═══ INPUT RECORDS

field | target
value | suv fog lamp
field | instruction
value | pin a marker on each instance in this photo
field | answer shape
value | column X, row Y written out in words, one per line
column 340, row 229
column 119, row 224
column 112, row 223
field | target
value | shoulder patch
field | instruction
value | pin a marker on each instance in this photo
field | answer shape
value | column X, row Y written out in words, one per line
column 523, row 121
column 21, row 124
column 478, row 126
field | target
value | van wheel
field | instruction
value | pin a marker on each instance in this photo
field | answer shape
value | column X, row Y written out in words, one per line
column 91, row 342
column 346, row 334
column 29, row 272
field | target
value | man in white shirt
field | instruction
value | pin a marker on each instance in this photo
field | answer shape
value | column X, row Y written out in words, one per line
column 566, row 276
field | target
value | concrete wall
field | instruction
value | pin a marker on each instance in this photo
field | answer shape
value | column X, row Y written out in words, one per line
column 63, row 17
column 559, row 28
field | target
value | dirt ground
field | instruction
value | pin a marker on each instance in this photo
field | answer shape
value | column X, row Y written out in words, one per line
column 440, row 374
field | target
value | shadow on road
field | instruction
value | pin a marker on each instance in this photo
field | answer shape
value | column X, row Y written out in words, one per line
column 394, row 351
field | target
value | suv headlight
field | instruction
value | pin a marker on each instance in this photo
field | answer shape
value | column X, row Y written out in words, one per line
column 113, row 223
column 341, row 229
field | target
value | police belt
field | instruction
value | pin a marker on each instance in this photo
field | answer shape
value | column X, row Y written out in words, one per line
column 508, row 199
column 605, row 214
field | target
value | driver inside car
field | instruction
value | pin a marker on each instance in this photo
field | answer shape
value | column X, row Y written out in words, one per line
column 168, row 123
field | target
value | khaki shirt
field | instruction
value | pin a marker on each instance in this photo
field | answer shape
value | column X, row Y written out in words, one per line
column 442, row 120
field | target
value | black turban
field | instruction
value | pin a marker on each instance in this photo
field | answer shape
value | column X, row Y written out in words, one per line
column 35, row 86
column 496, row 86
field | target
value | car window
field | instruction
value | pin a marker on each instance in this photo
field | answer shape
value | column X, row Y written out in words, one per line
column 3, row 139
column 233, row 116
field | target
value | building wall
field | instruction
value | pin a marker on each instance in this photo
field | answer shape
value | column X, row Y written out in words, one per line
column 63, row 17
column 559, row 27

══════

◆ **PROBLEM TO SOLVE**: Determine the number of lines in the material above that include the word "shirt". Give that number and no other text.

◆ **ANSWER SECTION**: 2